> [Data supplied]
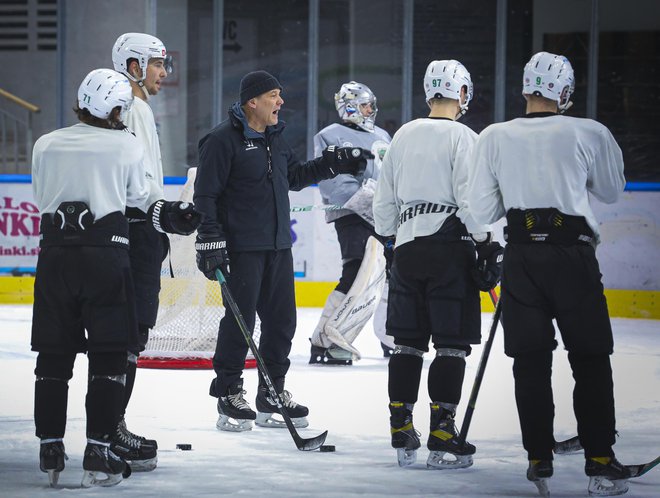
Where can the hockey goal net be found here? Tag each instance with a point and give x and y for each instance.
(190, 309)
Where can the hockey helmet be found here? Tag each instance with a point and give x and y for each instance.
(348, 100)
(142, 47)
(550, 76)
(104, 89)
(445, 79)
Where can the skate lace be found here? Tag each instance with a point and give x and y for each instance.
(238, 401)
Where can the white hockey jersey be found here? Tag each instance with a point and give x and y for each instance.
(338, 190)
(140, 120)
(98, 166)
(423, 180)
(544, 162)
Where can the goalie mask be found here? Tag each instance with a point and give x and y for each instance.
(141, 47)
(104, 89)
(445, 79)
(550, 76)
(348, 100)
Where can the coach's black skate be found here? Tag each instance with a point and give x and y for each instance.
(443, 440)
(334, 355)
(51, 458)
(607, 476)
(539, 471)
(405, 439)
(143, 440)
(100, 461)
(235, 415)
(141, 457)
(267, 408)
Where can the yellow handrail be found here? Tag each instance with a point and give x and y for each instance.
(19, 101)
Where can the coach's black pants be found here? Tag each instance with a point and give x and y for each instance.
(261, 282)
(542, 282)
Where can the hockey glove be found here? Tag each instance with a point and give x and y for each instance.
(174, 217)
(488, 272)
(212, 254)
(346, 160)
(388, 252)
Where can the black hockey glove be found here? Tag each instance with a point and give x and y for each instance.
(348, 160)
(174, 217)
(488, 272)
(212, 254)
(388, 252)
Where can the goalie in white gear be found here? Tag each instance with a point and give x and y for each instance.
(362, 277)
(551, 270)
(435, 277)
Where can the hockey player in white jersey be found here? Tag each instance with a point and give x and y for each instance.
(363, 279)
(420, 203)
(539, 171)
(83, 178)
(143, 59)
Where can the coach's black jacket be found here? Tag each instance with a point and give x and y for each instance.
(242, 194)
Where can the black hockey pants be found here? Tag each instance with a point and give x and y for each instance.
(260, 281)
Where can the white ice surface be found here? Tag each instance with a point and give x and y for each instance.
(350, 402)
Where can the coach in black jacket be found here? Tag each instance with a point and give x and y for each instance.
(246, 169)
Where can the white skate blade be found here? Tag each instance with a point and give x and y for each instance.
(438, 461)
(542, 485)
(94, 478)
(143, 465)
(275, 420)
(406, 457)
(228, 424)
(53, 477)
(602, 486)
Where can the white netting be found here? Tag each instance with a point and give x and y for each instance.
(190, 308)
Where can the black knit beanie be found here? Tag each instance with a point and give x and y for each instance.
(255, 83)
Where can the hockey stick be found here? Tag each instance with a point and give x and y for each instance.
(301, 443)
(480, 370)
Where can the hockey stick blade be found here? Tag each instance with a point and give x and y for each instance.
(301, 443)
(641, 469)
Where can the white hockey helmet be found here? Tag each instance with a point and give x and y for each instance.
(445, 79)
(139, 46)
(550, 76)
(102, 90)
(348, 100)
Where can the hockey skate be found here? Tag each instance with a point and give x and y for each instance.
(51, 459)
(334, 355)
(443, 442)
(267, 408)
(235, 413)
(143, 440)
(539, 472)
(100, 461)
(405, 439)
(607, 477)
(141, 457)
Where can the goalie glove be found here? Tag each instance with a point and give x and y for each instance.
(212, 254)
(346, 160)
(174, 217)
(488, 272)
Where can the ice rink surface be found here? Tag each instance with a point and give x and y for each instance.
(350, 402)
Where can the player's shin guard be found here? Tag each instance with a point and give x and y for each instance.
(405, 371)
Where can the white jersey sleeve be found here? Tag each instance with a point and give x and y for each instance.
(544, 162)
(98, 166)
(140, 120)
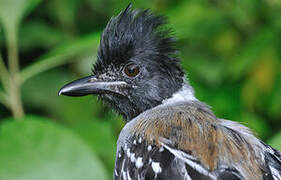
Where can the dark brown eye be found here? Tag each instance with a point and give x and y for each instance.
(131, 70)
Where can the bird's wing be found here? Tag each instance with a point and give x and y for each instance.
(273, 163)
(184, 143)
(142, 160)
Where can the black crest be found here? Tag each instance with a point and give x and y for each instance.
(133, 32)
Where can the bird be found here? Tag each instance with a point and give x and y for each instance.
(168, 132)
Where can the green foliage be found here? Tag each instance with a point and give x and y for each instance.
(37, 148)
(230, 50)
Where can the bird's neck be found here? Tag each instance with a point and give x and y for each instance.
(186, 93)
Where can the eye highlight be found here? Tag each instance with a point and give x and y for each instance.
(131, 70)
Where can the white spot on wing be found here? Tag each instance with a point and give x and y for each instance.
(149, 148)
(128, 175)
(156, 167)
(133, 157)
(128, 152)
(275, 173)
(139, 162)
(140, 140)
(188, 159)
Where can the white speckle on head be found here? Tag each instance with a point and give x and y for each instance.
(128, 152)
(156, 167)
(133, 157)
(149, 148)
(276, 174)
(184, 94)
(140, 140)
(139, 162)
(128, 175)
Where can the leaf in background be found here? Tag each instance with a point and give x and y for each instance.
(38, 34)
(274, 106)
(99, 135)
(275, 141)
(195, 20)
(256, 123)
(61, 55)
(12, 11)
(35, 149)
(250, 52)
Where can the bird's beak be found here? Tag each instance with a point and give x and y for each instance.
(93, 85)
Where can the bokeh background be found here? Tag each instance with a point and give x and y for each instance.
(231, 51)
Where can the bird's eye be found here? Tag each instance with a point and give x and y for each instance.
(131, 70)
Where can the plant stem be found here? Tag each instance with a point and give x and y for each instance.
(13, 61)
(4, 99)
(4, 74)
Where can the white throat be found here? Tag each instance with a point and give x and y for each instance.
(186, 93)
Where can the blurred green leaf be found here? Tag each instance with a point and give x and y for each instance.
(250, 52)
(35, 148)
(61, 55)
(275, 141)
(99, 136)
(12, 11)
(38, 34)
(258, 124)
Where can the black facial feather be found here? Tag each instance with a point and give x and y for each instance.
(134, 32)
(139, 37)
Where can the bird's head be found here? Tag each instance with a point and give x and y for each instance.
(137, 65)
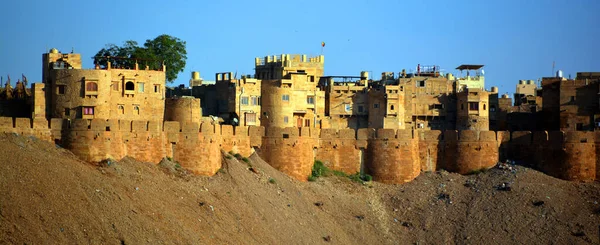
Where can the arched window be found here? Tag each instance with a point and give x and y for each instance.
(91, 86)
(129, 86)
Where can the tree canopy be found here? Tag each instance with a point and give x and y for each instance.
(164, 48)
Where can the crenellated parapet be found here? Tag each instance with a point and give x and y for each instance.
(393, 156)
(389, 155)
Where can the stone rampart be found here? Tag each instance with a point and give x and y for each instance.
(393, 156)
(389, 155)
(290, 150)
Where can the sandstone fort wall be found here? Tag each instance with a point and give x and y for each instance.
(389, 155)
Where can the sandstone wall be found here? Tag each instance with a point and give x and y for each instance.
(393, 156)
(389, 155)
(290, 150)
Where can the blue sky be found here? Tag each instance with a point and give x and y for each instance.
(514, 39)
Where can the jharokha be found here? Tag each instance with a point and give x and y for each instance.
(392, 128)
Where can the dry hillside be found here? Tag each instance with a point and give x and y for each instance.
(48, 196)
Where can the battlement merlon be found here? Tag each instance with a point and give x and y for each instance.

> [Exercise objective]
Please output every line of the listing as it stands, and omit its images.

> [Result of this task]
Where can the hockey goal net be found here? Tag each instance with a point and give x and y for each instance.
(190, 309)
Where can the hockey helmet be found here? Tag each instance with a point and give x and y for each instance.
(348, 100)
(142, 47)
(550, 76)
(104, 89)
(445, 79)
Where can the skate lace be found here? Tag each instance with a point and give x and y for each instance.
(238, 401)
Where can the white hockey jersey be found here? Tag each instance with a point and give x and y for each instance.
(338, 190)
(140, 120)
(98, 166)
(423, 180)
(544, 162)
Where can the goalie mask be found here? Tag each instance with a point and give x and y for each instance.
(141, 47)
(104, 89)
(445, 79)
(550, 76)
(348, 100)
Where can the coach's black skate be found here? Tag each instance with a point and give x and y for each instance.
(443, 440)
(334, 355)
(51, 458)
(607, 476)
(539, 471)
(405, 439)
(143, 440)
(100, 461)
(235, 415)
(141, 457)
(267, 408)
Where can the yellow handrail be found here? Tag each instance with a point and give x and y for each instance.
(19, 101)
Where can the coach's black pants be found here? Tag each instance with a point and give x and y for each instance.
(261, 282)
(542, 282)
Where can the hockey glove be found here? Tag each instance with a point and give x and y for each instance.
(174, 217)
(488, 272)
(212, 254)
(346, 160)
(388, 252)
Where can the black hockey glove be found here? Tag each instance with a point and give x and y for each instance.
(348, 160)
(174, 217)
(488, 272)
(212, 254)
(388, 252)
Where can the goalie in white gear be found here? Tag each instance with a point and give x and y for each instance.
(362, 277)
(551, 270)
(435, 277)
Where can the hockey player in white jersey be found here? Tag each instance with a point and give x and y for each instance.
(363, 279)
(420, 203)
(539, 171)
(83, 178)
(143, 59)
Where can the coach's black jacket be found here? Tag each instance with a point and give x and y for each instance.
(242, 194)
Where can the black hockey pants be found here? Tag each instance with a point and give x and y for each instance.
(260, 281)
Where can the white ice surface be found here? Tag each instance with a point and give x and y for each instance.
(350, 402)
Where can the coach in black jacket be found here? Tag each instance with a point and give x and y for each instance.
(246, 169)
Where can the white skate blade be found here? Tag each instance with a point and give x and y for each instance.
(438, 461)
(542, 485)
(94, 478)
(143, 465)
(275, 420)
(406, 457)
(228, 424)
(53, 477)
(602, 486)
Where can the white netting be found here? Tag each instance with a point and give x and y for each instance.
(190, 308)
Where can the black knit beanie be found here? Tag each instance with a point and give x and y for each instance.
(255, 83)
Where can the hockey stick be found here? Tag each instance with a point and give x and y for each instance.
(301, 443)
(480, 370)
Where can the hockey stick blade be found here? Tag each instance with a point and give x and y for each instance.
(301, 443)
(641, 469)
Where can the white hockey helmet be found here? Tag each instance with a point and give x and y for each instance.
(445, 79)
(139, 46)
(550, 76)
(102, 90)
(348, 100)
Where can the hockey skate be found here? Tag each instance with a point and give x and y for each instance.
(51, 459)
(334, 355)
(443, 442)
(267, 408)
(235, 413)
(143, 440)
(539, 472)
(100, 461)
(405, 439)
(607, 477)
(141, 457)
Where can the goalie glove be found here? Tag each instance with a point and give x and y for each instance.
(212, 254)
(346, 160)
(174, 217)
(488, 272)
Where can the ice rink surface be found here? Tag each instance with a point and give x and y for each instance.
(350, 402)
Where can the player's shin guard be found here? Tag each instance with a point and give x and y for each instance.
(405, 371)
Where can the white jersey sleeve be found here? Tag each instance with a point and give x and y for each instance.
(544, 162)
(98, 166)
(140, 120)
Where can the dark brown eye be found here? Tag each instance with a point and give x and y for each instance.
(131, 70)
Where can the bird's wing be found here? Tag each instance with a point and give x and y for each instance.
(273, 163)
(184, 143)
(142, 160)
Where can the black crest be found here? Tag each instance with a point and give x and y for each instance.
(133, 32)
Where can the bird be found here? Tag each instance with a point and give x and y for each instance.
(168, 132)
Where can the green foliage be found here? Tag each instance with a point and give x and y for each instance.
(37, 148)
(230, 50)
Where can the bird's neck be found here? Tag each instance with a point and give x and y for each instance.
(186, 93)
Where can the eye highlight be found here? Tag each instance with a point and give x and y for each instance.
(131, 70)
Where can the white spot on wing be found here? Tag each instance with a point and give x and y for each instance.
(149, 148)
(128, 175)
(156, 167)
(133, 157)
(128, 152)
(275, 173)
(139, 162)
(140, 140)
(188, 159)
Where can the white speckle on head be found here? Tag each instance with a point and give x and y for each instance.
(128, 152)
(156, 167)
(133, 157)
(149, 148)
(276, 174)
(184, 94)
(140, 140)
(139, 162)
(128, 175)
Where can the leaf in background be found here? Tag each instance with a point and give x and y for each instance.
(38, 34)
(274, 106)
(99, 135)
(275, 141)
(195, 20)
(256, 123)
(61, 55)
(12, 11)
(35, 149)
(250, 52)
Where can the bird's beak be found here? Tag each instance with a point and give x and y for each instance.
(93, 85)
Where can the bokeh background be found here? Tag each instance with a point and give x and y for each instance.
(231, 51)
Where can the bird's eye be found here? Tag each instance with a point and give x and y for each instance.
(131, 70)
Where can the plant stem be found here? Tag each instance with a point and give x and y for each instance.
(13, 61)
(4, 99)
(4, 74)
Where can the white throat be found here? Tag each instance with a point and give x and y for each instance.
(186, 93)
Where can the blurred green leaf be found here? Tag each instance with a point and give x and y for each instance.
(250, 52)
(35, 148)
(61, 55)
(275, 141)
(99, 136)
(12, 11)
(38, 34)
(258, 124)
Where can the black facial feather be found here? Tag each instance with a point and give x and y for each instance.
(134, 32)
(139, 37)
Where can the bird's head be found here? Tag each instance with a point and give x and y for each instance.
(137, 65)
Where can the arched window be found here? Tag each instance with a point and give x and y for each instance.
(91, 86)
(129, 86)
Where can the tree canopy be found here? Tag each instance with a point and give x and y for each instance.
(164, 48)
Where can the crenellated parapet be found here? Tag each instance with a point and give x and y for each instance.
(393, 156)
(389, 155)
Where can the stone rampart be found here? Tag each instance with a point and give x and y for each instance.
(393, 156)
(389, 155)
(290, 150)
Where can the sandstone fort wall be found here? Tag each instance with a point and give x and y for each instance.
(389, 155)
Where can the sandstone wall be found here? Tag each instance with a point and give x and y for each instance.
(393, 156)
(389, 155)
(290, 150)
Where can the blue sky be found here? Tag each instance with a point and give x and y for each instance.
(514, 39)
Where can the jharokha be found here? Tag each instance with a point and give x and y for each instance.
(392, 128)
Where can the dry hillside be found here? Tag each instance with a point and give x and y for each instance.
(48, 196)
Where can the battlement merlon be found here? Tag each instance with a point and give x and y for each instance.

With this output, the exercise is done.